- **Written instruction**:
Rewrite the listing as a Markdown table with the columns Row and Entry, from the line with "Can you confirm the presence of any pointed" to the line with "left=684, top=106, right=702, bottom=129", both included. Number each line in Row, put the line itself in Entry, and leave out blank lines.

- **Records shown**:
┌────────

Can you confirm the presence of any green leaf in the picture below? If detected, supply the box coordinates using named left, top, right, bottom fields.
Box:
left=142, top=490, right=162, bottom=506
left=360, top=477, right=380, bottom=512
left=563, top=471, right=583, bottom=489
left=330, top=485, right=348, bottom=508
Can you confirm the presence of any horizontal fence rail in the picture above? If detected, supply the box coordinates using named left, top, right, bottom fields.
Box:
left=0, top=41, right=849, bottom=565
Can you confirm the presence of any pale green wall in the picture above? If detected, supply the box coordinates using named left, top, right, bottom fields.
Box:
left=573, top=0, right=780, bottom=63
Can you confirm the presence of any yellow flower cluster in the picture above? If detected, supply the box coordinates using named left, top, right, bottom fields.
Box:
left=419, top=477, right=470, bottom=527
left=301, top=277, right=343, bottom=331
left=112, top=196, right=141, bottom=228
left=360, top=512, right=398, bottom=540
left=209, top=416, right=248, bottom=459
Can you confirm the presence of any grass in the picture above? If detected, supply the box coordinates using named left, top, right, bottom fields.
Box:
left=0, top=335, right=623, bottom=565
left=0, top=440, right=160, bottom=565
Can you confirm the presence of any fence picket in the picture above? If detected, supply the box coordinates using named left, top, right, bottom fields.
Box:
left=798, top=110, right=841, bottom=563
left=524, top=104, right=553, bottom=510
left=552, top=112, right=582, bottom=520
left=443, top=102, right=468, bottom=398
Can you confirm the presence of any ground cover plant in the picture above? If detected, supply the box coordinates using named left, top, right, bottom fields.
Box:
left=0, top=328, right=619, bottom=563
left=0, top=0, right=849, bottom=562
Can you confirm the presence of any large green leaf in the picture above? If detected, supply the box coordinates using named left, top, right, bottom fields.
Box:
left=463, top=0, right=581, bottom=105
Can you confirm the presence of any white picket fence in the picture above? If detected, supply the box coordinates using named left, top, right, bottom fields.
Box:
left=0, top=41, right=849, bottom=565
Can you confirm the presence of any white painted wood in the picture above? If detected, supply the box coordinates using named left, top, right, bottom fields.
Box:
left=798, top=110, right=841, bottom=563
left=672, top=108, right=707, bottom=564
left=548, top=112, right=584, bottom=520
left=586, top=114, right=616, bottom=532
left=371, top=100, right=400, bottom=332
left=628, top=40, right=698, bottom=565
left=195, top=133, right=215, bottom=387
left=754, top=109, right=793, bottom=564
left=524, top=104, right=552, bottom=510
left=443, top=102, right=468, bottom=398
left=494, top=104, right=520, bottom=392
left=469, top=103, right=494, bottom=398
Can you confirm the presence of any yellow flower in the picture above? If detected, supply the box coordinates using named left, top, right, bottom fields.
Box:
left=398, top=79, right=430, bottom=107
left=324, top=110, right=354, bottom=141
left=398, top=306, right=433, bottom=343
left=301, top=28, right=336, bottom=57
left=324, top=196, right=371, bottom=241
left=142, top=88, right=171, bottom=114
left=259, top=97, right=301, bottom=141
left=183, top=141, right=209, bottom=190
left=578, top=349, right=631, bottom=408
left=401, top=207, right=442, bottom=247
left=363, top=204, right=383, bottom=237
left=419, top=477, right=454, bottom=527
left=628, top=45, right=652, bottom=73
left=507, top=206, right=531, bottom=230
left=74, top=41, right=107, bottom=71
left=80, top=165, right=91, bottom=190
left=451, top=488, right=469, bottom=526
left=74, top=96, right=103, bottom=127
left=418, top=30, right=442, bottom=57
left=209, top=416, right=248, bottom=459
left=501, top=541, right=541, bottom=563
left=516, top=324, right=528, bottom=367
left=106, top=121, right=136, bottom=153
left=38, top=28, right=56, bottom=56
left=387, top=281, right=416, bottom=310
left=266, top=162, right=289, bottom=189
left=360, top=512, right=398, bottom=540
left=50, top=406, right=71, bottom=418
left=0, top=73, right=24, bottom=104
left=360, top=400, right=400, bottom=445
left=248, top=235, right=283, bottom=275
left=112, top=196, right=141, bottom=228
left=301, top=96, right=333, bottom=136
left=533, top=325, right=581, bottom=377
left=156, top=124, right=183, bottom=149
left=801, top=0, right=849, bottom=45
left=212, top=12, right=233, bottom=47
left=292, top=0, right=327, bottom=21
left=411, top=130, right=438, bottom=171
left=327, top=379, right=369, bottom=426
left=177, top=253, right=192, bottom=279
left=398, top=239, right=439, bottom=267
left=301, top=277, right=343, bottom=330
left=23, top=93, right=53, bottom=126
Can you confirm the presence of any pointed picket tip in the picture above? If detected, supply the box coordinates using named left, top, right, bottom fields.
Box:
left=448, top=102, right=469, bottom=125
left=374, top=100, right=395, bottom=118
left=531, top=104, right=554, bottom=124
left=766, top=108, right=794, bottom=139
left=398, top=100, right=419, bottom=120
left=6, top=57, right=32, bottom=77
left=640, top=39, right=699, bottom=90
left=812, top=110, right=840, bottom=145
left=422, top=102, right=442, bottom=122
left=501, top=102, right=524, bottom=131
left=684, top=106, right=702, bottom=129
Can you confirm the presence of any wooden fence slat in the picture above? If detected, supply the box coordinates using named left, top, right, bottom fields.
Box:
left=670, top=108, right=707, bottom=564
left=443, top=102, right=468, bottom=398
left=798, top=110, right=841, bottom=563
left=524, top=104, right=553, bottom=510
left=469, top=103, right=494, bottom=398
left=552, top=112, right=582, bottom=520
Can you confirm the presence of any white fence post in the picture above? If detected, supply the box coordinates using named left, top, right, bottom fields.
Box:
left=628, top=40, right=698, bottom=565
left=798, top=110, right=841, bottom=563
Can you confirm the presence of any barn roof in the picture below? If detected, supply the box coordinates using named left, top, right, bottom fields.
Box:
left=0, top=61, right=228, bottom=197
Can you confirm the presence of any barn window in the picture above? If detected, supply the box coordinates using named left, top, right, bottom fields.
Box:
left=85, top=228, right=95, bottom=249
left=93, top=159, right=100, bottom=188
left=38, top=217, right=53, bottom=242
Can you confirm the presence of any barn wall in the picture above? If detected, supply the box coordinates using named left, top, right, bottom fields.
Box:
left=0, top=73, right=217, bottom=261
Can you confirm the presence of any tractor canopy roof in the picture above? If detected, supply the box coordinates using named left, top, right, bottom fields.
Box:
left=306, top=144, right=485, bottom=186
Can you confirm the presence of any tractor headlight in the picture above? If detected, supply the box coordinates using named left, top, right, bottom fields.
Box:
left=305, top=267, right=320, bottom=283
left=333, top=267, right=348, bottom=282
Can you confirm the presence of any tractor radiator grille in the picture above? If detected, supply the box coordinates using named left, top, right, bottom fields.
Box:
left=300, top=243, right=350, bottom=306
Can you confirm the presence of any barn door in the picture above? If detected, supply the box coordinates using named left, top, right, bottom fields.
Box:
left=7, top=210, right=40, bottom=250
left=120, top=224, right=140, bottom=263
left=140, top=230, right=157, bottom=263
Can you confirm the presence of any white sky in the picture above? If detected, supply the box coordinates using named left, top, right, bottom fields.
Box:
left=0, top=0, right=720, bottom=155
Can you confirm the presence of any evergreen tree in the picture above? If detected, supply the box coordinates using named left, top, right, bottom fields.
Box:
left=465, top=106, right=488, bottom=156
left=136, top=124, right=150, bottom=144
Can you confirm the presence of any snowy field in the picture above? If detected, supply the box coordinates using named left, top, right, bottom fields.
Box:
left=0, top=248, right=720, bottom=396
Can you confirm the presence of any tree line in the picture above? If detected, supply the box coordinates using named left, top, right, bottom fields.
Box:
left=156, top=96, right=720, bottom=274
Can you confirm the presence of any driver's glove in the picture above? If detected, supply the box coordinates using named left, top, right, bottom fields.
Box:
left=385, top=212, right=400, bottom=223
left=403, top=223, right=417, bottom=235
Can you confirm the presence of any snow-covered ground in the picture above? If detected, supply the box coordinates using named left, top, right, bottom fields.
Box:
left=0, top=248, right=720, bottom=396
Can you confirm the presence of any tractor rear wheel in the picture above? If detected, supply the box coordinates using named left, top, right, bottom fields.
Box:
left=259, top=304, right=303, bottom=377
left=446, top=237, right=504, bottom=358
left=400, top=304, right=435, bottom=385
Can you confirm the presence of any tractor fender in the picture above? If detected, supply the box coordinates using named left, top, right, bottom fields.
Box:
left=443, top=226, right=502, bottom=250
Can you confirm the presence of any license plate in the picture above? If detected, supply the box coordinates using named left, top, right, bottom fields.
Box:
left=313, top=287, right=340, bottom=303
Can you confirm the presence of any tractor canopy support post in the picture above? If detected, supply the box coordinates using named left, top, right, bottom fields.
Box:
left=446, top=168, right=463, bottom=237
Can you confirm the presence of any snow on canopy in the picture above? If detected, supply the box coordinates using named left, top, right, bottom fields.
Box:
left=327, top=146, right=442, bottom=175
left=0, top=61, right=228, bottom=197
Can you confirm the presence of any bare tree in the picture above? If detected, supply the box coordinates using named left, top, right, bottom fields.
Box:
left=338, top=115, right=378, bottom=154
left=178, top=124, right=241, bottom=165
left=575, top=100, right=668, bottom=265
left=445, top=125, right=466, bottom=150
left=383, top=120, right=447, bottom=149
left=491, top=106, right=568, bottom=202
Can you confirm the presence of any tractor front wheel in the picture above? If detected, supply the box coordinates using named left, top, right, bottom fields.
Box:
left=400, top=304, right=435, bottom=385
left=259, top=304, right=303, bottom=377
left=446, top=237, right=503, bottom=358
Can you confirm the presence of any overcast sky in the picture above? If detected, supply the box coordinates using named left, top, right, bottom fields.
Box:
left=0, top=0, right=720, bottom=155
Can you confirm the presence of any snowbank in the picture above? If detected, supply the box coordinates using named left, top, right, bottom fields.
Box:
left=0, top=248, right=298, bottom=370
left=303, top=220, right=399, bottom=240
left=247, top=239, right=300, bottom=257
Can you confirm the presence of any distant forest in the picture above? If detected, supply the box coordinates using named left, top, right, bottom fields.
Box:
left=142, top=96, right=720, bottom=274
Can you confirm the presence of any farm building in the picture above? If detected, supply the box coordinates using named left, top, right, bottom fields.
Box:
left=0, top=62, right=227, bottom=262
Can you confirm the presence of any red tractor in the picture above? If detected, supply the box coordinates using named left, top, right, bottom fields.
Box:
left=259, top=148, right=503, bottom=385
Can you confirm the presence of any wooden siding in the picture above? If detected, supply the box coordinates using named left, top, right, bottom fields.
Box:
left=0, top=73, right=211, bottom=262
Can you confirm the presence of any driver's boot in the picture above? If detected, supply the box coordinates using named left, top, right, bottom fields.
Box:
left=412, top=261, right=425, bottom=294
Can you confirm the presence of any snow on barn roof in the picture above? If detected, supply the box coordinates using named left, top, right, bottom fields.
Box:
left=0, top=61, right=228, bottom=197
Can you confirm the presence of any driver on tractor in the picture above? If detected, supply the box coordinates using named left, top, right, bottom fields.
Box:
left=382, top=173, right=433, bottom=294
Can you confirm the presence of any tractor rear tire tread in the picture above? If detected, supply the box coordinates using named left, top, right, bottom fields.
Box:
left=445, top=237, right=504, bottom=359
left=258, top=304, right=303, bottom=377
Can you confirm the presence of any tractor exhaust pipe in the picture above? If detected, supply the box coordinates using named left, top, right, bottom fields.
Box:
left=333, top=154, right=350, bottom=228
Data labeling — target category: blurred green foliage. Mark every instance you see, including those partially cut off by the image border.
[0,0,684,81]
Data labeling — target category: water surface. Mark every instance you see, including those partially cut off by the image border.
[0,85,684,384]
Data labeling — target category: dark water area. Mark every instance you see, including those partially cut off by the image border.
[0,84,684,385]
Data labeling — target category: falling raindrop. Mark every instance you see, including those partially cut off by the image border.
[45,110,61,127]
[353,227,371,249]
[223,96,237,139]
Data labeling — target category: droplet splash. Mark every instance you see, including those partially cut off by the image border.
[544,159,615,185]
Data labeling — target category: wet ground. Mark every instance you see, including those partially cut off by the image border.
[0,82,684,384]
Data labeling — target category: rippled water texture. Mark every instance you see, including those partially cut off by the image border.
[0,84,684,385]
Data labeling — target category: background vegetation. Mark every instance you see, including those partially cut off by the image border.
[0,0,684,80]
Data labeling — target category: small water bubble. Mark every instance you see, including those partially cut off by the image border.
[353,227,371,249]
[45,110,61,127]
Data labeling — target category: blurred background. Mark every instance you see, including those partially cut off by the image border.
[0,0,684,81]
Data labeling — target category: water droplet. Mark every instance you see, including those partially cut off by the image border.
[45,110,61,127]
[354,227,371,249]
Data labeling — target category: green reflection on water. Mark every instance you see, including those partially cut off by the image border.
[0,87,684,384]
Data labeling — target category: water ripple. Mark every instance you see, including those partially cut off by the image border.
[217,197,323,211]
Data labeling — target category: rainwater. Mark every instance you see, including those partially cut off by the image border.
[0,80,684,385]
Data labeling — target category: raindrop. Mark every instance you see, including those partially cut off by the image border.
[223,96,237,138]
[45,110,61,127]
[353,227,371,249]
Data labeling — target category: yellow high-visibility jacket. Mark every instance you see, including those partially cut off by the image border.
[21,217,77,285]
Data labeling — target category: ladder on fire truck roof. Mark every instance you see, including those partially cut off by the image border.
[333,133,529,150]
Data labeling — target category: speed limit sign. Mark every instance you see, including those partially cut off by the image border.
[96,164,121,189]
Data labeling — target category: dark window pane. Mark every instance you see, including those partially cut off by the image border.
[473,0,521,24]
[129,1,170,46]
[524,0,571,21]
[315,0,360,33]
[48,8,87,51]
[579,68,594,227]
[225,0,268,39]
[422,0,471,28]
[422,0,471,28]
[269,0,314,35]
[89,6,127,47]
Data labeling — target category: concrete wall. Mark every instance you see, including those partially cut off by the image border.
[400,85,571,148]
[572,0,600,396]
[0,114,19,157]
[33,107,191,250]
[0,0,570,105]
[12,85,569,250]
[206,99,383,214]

└────────

- **Expected answer**:
| Row | Entry |
|---|---|
| 1 | Can you confirm the presence of any pointed picket tip in the picture above? If detected, supply the box coordinates using named left, top, right, bottom fields. |
| 2 | Box: |
| 3 | left=448, top=102, right=469, bottom=125 |
| 4 | left=374, top=100, right=395, bottom=118 |
| 5 | left=531, top=104, right=554, bottom=124 |
| 6 | left=766, top=108, right=794, bottom=139 |
| 7 | left=398, top=100, right=419, bottom=120 |
| 8 | left=6, top=57, right=32, bottom=77 |
| 9 | left=640, top=39, right=699, bottom=90 |
| 10 | left=812, top=110, right=840, bottom=145 |
| 11 | left=422, top=102, right=442, bottom=122 |
| 12 | left=501, top=102, right=524, bottom=131 |
| 13 | left=684, top=106, right=702, bottom=129 |